Texte fourni:
......

Les Forces Françaises Libres en finale
On est en finale. Nous, la France, nos Bleus, les p’tits gars, l’Equipe de France. Marrant comme on évolue. Il y a deux semaines, alors que le pays entier les donnait perdants au premier tour, certains parmi “nous” se sont bien lâchés. A leur tête, évidemment, exprimant tout haut ce qu’on pense tout bas, le vieux Le Pen a pris sur lui d’annoncer officiellement nos sentiments. Eh ben voilà, non seulement ils sont mauvais, mais en plus ils sont pas blancs. La France ne se reconnait pas en cette équipe, qu’il nous dit,“peut-être parce que l’entraîneur a exagéré la proportion de joueurs de couleur.” Ah, mais on a déjà entendu ça : Le Pen nous fait le coup à chaque coupe du Monde depuis 98. Mais l’écho, bien sûr, n’est pas exclusivement auto-référentiel.
Le Pen exprime tout haut ce qu’Alain Finkelkraut chuchotait il y a quelques temps au journal israélien Ha’aretz [1], prétendant avec une naïveté feinte qu’il ne pensait pas que ses propos (incompris, bien évidemment, la pensée du philosophe étant si complexe) seraient repris dans la presse française. Le problème, qu’on nous dit, c’est que cette équipe est trop noire. Ce problème, on en retrouve l’écho distordu dans les critiques faites à Raymond Domenech avant le tournoi. Ils sont trop vieux, ils ne courent plus, ils n’en veulent plus, ils sont fatigués, ils vont foutre la honte à toute la France. Trop de noirs en 98, ça allait, mais s’il se mettent à perdre on va peut-être se mettre à questionner l’obtention de leurs passeports...
J’éviterai les considérations sur la justice poétique de la tournure des évènements, notamment parce que comme une grande majorité de Français et de citoyens du monde je ne donnais moi non plus aucune chance à cette équipe. Ce qui m’intéresse, c’est plutôt le glissement entre la France "black-blanc-beur de 98" et son pendant honni puis sauvé de 2006.
L’antifrance footballistique, une tradition française
Après son infâme commentaire, Finkielkraut aura passé quelques temps à tenter de s’expliquer. Dans cette interview avec Elkabach [2], il essaye de préciser : "Il (mon père, ndlr) voyait la composition de l’équipe de France, Kissovski, Copa, c’est à dire Copachevski, Pieantoni et il s’amusait et il dit : "mais est-ce qu’il y a des Français dans cette équipe ?". Il entendant par là Français de souche, c’était un rire innocent, un rire sans méchanceté dont j’ai voulu faire ressentir l’écho dans ce texte."

......

Entrées du jeu de données:
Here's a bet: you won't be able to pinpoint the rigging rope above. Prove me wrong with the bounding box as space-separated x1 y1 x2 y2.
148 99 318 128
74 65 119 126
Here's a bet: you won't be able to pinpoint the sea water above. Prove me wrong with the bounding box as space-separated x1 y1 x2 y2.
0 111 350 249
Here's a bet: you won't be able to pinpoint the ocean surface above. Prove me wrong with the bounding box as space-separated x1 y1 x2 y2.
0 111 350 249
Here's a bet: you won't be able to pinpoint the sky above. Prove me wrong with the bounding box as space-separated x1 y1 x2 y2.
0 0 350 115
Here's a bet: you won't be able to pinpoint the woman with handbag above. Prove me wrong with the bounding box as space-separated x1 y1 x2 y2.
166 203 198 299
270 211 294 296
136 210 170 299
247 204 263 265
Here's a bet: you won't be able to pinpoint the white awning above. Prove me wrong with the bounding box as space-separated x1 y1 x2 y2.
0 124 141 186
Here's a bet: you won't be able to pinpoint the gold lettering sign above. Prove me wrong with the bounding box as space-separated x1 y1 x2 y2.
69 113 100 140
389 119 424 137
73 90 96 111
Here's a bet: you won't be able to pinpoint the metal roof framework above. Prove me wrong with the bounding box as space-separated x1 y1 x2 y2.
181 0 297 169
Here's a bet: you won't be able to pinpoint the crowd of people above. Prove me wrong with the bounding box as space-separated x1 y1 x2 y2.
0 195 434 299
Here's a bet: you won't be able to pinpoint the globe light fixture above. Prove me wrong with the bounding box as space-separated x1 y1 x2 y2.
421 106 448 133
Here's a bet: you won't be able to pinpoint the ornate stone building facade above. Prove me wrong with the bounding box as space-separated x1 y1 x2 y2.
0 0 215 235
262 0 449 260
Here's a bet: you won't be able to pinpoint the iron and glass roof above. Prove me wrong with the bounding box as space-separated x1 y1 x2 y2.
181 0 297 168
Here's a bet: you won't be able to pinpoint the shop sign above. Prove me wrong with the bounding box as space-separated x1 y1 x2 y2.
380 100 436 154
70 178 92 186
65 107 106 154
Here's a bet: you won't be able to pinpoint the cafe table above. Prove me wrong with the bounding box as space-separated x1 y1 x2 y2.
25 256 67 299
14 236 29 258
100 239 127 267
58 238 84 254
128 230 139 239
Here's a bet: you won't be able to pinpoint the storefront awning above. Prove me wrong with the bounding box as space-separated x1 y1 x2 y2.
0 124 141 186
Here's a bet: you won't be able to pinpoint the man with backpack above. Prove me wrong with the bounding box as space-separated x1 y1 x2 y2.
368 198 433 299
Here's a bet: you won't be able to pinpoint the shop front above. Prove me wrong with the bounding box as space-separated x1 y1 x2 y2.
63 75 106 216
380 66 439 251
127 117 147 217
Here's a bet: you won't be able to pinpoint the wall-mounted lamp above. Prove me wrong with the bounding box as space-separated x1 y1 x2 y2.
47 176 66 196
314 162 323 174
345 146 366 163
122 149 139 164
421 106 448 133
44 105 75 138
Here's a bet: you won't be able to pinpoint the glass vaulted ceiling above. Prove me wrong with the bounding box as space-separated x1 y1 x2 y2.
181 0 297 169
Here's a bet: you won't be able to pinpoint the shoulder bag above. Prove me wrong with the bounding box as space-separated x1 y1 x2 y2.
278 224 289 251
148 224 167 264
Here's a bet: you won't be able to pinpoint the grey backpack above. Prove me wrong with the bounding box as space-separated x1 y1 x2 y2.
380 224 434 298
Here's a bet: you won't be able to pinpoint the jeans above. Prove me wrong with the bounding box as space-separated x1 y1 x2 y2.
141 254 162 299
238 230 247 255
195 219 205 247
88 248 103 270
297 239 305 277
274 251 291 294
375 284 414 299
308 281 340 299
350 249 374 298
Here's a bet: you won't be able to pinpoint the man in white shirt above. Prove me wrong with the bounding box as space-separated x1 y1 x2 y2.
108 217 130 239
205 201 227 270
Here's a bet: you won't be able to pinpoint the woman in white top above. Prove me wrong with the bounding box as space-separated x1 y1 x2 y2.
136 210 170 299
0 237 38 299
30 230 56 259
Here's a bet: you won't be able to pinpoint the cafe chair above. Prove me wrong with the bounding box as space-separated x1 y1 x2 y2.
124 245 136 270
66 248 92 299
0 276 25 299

......

À faire:
(a) Recopiez le passage du texte sur les Bleus compris entre « Les Forces Françaises » et « pas exclusivement auto-référentiel. », bornes incluses.
(b) Poursuivez le texte sur les Bleus à la suite de sa dernière phrase.

Réponses:
(a)
Les Forces Françaises Libres en finale
On est en finale. Nous, la France, nos Bleus, les p’tits gars, l’Equipe de France. Marrant comme on évolue. Il y a deux semaines, alors que le pays entier les donnait perdants au premier tour, certains parmi “nous” se sont bien lâchés. A leur tête, évidemment, exprimant tout haut ce qu’on pense tout bas, le vieux Le Pen a pris sur lui d’annoncer officiellement nos sentiments. Eh ben voilà, non seulement ils sont mauvais, mais en plus ils sont pas blancs. La France ne se reconnait pas en cette équipe, qu’il nous dit,“peut-être parce que l’entraîneur a exagéré la proportion de joueurs de couleur.” Ah, mais on a déjà entendu ça : Le Pen nous fait le coup à chaque coupe du Monde depuis 98. Mais l’écho, bien sûr, n’est pas exclusivement auto-référentiel.

(b)
C’était donc une blague. La petite histoire nous rappelle une chose cependant : les plus grandes équipes de France de l’histoire auront toujours été composées d’immigrés et de fils d’immigrés issus d’une variété de pays, et bien sûr d’Antillais. L’équipe de 58 dont parle Finkielkraut ici fut la première à atteindre une demi-finale de coupe du Monde, avec les premières grandes stars internationales du foot français : des Polonais au nom francisé, des Italiens, fils de mineurs, des enfants de la plèbe. L’équipe des années 80, deux fois demi-finaliste et championne d’Europe, c’est un festival des nations : Platini, Bellone, Battiston, Ferreri sont tous fils d’Italiens, Fernandez et Amoros fils d’Espagnols. Janvion, Trésor représentent les Antilles, Tigana et Touré l’Afrique. Les joueurs de foot ne sont pas tant issus de groupes ethniques que de groupes sociaux : le foot, c’est l’ascenseur social, le rêve des banlieues, l’espoir hors de la mine. Le football se développe plus particulièrement dans les régions industrielles et les banlieues précisément pasrce qu’on y trouve les populations immigrées et les classes sociales les moins aisées. C’est la même histoire depuis les débuts du football professionnel en France. Dans une interview à Libération, le sélectionneur Domenech, lui-même fils d’un Républicain catalan réfugié en France après la guerre d’Espagne nous disait ceci : "Gamin, j’habitais un quartier qu’on dirait aujourd’hui sensible de Lyon, au nom prémonitoire : les Etats-Unis.Il y avaitr une seule famille d’origine française, une seule. C’était un mélange permanent. Il n’y avait pas de "noirs" ; c’est une expression que je n’ai jamais employée : des Congolais, des Ivoiriens, des Maliens, oui, mais pas des "noirs". D’autres venaient d’Afrique du Nord, d’autres d’Espagne. Alors on en jouait. On se faisait notre coupe du Monde [...]."
C’est dans l’éternel vivier du sport, le prolétariat, que l’équipe de France a toujours puisé ses plus grandes stars. Pas grave ; le problème, évidemment, ne tient pas véritablement à leur carte d’identité. Pour Le Pen comme pour Finkielkraut, le problème, c’est véritablement leur couleur. Les bougnoules ont remplacés les macaronis. Au moins les ritals étaient plus ou moins blancs et catholiques.
Ces derniers temps les séparations symboliques entre le Front National et la politique française classique ne font plus rire personne. On recycle Le Pen à tour de bras et il le sait, il en profite. En 98 on le voyait comme un rabat-joie, tout ce qu’on était à célébrer la victoire de la France. Entre temps on aura eu toutes les excuses du monde, le 11 septembre, les émeutes d’octobre, les une-deux entre intégristes et crypto-patriotes, et Le Pen est le premier à ricaner avec Finkielkraut, de voir le bon philosophe faire son boulot gratis. C’est de saison. Rien de nouveau sous le soleil, cependant. Les temps sont à la tolérance du racisme ordinaire français, sans honte, avec fierté même. On en parle avec quelques nuances.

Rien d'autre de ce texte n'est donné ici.